— BEGIN Entries shown —

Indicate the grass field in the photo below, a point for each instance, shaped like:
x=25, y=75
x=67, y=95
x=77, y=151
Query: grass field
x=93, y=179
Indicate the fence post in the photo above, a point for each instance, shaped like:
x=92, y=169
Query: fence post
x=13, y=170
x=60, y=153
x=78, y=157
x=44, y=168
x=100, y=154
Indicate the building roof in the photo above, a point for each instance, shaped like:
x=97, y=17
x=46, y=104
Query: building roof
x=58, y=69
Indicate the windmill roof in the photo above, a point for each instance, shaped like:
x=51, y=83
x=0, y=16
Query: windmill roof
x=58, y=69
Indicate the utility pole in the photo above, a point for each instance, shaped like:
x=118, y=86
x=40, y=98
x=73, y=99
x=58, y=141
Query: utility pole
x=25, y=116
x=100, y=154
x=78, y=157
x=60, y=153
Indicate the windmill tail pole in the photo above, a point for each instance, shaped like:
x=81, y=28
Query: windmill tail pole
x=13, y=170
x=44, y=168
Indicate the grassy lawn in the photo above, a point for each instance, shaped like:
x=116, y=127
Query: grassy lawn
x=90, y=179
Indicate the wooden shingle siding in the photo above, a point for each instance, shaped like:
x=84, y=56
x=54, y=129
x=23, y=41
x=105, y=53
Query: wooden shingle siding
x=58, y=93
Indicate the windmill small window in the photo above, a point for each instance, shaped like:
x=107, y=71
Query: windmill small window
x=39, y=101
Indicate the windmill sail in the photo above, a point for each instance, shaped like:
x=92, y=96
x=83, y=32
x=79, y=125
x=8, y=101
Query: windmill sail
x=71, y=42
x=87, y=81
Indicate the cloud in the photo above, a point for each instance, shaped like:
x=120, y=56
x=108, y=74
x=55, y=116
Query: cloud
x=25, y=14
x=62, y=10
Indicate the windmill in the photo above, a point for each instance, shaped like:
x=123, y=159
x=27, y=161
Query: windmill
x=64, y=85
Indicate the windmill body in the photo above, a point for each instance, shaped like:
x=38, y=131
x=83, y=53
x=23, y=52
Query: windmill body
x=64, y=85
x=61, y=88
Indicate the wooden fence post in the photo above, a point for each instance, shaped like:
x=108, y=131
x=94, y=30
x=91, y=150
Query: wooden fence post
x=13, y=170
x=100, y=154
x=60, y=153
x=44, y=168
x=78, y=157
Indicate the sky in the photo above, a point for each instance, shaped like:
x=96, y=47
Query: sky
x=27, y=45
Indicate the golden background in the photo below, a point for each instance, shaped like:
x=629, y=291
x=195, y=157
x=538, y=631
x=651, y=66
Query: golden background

— END Entries shown —
— BEGIN Entries shown —

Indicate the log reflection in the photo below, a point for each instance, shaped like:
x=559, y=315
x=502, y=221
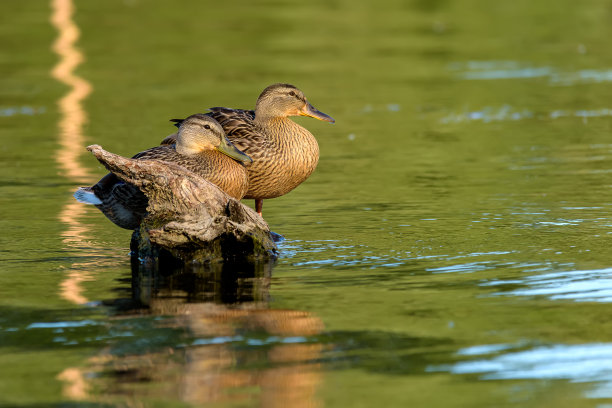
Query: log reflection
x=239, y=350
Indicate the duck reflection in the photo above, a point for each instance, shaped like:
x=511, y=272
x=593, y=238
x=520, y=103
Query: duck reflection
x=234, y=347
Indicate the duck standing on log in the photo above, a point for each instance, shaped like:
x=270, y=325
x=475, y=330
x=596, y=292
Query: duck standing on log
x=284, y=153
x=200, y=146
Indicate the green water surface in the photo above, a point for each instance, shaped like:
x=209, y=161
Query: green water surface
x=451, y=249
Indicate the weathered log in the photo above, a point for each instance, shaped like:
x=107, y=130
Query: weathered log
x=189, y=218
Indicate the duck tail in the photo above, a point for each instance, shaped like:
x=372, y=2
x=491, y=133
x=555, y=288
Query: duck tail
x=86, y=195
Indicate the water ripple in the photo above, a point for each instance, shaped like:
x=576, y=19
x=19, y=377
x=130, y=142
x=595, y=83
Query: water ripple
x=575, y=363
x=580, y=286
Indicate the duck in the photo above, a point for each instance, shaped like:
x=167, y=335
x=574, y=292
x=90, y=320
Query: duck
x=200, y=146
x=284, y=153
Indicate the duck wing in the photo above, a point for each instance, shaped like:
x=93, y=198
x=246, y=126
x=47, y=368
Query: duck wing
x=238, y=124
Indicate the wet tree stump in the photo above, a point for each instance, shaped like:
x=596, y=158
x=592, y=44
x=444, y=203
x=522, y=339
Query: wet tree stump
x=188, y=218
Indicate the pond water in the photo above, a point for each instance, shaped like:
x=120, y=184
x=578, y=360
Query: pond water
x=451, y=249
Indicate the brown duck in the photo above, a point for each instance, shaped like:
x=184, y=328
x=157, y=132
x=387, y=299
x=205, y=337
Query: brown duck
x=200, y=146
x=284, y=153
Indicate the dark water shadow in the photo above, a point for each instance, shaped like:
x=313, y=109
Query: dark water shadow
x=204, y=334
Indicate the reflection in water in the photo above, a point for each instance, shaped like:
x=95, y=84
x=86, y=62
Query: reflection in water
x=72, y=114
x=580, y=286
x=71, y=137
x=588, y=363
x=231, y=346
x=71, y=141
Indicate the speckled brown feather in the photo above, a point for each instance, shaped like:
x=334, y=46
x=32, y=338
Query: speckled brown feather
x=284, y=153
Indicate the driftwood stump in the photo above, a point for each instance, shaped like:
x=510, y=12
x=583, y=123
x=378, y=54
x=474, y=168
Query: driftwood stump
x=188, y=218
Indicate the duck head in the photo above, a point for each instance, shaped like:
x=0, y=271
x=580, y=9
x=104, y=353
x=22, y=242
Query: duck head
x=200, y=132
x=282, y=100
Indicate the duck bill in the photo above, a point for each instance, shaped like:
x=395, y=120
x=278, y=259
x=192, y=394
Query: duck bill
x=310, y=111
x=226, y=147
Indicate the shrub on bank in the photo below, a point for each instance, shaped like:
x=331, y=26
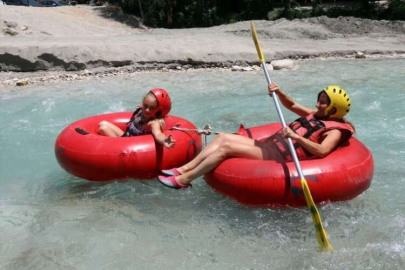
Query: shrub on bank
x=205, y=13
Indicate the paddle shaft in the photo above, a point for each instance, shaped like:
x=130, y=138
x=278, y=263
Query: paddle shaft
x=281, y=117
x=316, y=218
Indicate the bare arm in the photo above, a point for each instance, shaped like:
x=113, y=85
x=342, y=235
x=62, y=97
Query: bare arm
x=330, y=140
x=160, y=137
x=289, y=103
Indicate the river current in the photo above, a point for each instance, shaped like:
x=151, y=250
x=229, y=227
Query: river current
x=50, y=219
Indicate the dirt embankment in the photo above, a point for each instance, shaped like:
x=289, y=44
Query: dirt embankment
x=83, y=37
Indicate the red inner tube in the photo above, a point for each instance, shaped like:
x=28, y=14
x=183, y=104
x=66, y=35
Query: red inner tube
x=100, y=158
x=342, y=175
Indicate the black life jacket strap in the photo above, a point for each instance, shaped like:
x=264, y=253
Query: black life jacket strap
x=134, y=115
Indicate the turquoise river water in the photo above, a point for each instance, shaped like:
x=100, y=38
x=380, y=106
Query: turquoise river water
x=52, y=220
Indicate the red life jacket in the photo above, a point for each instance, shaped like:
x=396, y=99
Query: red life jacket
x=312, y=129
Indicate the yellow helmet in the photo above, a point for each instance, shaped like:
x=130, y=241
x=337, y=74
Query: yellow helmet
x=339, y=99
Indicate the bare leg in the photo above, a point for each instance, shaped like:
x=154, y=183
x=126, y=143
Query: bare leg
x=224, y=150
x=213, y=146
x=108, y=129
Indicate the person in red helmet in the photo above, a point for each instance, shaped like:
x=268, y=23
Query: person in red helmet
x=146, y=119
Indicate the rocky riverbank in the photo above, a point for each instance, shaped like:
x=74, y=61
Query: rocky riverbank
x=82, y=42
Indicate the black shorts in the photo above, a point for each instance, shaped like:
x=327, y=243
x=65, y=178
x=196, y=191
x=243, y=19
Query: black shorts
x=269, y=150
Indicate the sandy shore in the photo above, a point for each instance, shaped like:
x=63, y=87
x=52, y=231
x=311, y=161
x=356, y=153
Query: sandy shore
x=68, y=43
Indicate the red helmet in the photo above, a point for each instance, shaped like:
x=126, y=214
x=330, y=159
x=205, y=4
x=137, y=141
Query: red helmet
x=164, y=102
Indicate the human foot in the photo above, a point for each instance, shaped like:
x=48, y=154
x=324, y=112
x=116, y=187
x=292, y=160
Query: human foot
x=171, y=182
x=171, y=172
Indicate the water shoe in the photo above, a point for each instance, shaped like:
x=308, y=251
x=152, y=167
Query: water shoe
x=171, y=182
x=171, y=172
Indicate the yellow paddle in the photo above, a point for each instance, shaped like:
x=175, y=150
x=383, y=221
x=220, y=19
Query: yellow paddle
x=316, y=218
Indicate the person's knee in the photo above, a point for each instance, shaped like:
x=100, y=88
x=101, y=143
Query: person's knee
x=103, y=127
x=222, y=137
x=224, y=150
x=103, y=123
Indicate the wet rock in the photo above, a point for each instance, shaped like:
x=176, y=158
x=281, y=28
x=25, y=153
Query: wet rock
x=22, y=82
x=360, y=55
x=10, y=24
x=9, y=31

— END Entries shown —

Given problem → Find each line in the rows above that contains the word "head", and copy those lines out.

Solution for this task →
Indicate the duck head in the photo above, a point for each instance, shaped like:
Query: duck head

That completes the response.